WHAT TO PRODUCE |
In the entries below, find each line where the word "iron" appears and give only the total count of such lines.

(Beginning of EXTRACTED INFORMATION)

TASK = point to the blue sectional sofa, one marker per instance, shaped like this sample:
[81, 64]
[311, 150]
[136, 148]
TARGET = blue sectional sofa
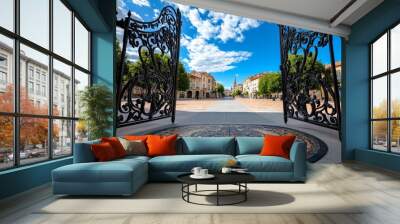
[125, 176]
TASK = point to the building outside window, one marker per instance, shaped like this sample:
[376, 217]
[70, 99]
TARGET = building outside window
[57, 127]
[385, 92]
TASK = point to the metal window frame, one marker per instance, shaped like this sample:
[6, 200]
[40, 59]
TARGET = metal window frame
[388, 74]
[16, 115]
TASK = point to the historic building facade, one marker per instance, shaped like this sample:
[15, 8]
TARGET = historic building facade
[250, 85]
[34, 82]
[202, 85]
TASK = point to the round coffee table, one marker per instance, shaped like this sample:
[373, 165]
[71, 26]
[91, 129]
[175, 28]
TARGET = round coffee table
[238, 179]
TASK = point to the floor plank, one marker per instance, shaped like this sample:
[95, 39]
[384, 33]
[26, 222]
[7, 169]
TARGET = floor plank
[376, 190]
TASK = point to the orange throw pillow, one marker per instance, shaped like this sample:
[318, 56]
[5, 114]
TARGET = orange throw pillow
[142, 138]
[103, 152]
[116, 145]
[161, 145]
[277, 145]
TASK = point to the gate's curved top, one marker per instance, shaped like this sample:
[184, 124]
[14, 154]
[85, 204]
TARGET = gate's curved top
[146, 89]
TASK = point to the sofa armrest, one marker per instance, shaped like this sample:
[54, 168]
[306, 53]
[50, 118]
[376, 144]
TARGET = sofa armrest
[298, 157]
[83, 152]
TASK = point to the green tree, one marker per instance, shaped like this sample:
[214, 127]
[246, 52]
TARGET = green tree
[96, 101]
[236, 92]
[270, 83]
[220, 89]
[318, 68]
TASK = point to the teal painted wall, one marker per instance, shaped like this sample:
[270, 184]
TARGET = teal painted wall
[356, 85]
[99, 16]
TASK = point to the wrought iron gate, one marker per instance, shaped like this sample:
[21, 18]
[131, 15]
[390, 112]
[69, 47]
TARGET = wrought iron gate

(End of EXTRACTED INFORMATION)

WRITTEN SOLUTION |
2